TASK PROMPT
Each record must be copied in full and unchanged; any image it holds is excluded.

INFORMATION GIVEN
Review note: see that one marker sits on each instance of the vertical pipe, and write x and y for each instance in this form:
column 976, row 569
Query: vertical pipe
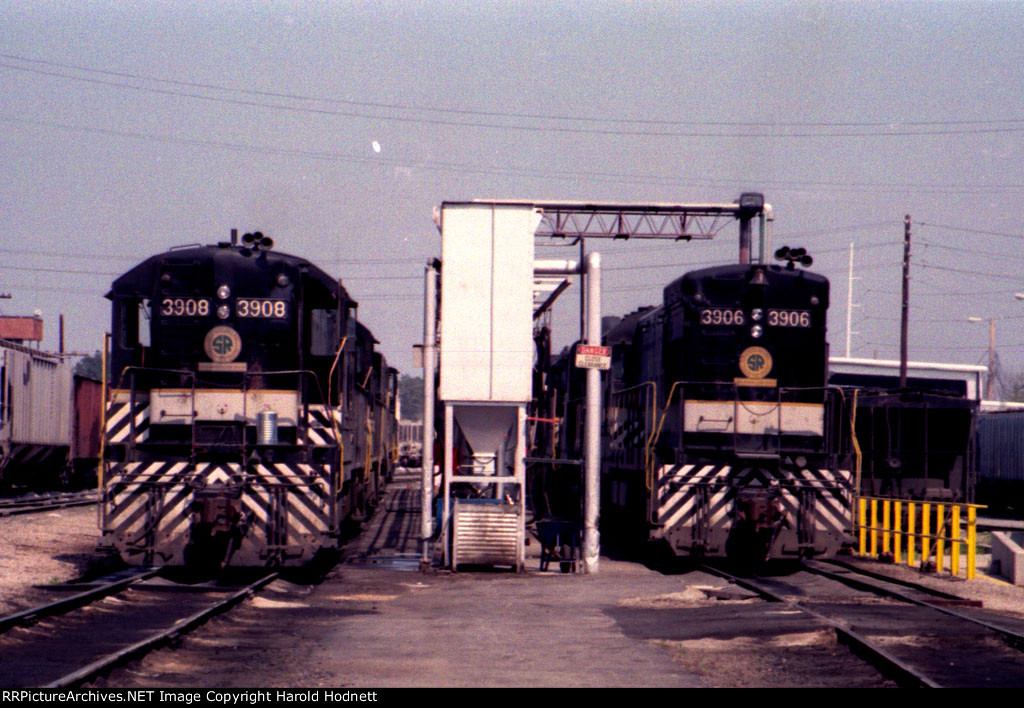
column 849, row 301
column 861, row 524
column 448, row 464
column 875, row 528
column 886, row 526
column 926, row 530
column 427, row 450
column 954, row 548
column 592, row 431
column 905, row 311
column 911, row 545
column 898, row 539
column 744, row 240
column 972, row 517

TASK OUTPUT
Review note: see that one marker sits on each instance of the vertical pipe, and write x and y for each instance in this form:
column 976, row 569
Query: vertical pipe
column 849, row 301
column 861, row 524
column 448, row 464
column 875, row 528
column 886, row 526
column 926, row 530
column 427, row 450
column 954, row 548
column 592, row 431
column 905, row 311
column 911, row 545
column 898, row 539
column 744, row 240
column 972, row 517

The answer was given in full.